= Assignment =
Would you repeat the data below exactly, taking out the images?

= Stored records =
=== Begin Enclosure ===
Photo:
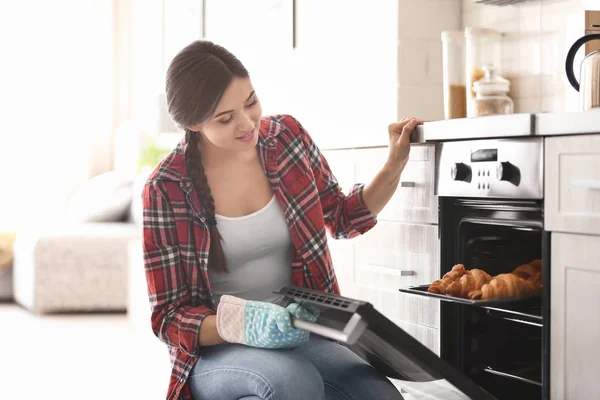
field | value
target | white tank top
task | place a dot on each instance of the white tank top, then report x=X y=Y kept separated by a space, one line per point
x=258 y=250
=== End Enclosure ===
= Task solution =
Photo:
field | value
target | white tank top
task | place a dot on each instance of the white tank top, then report x=X y=Y kept separated by a space, one line per point
x=258 y=250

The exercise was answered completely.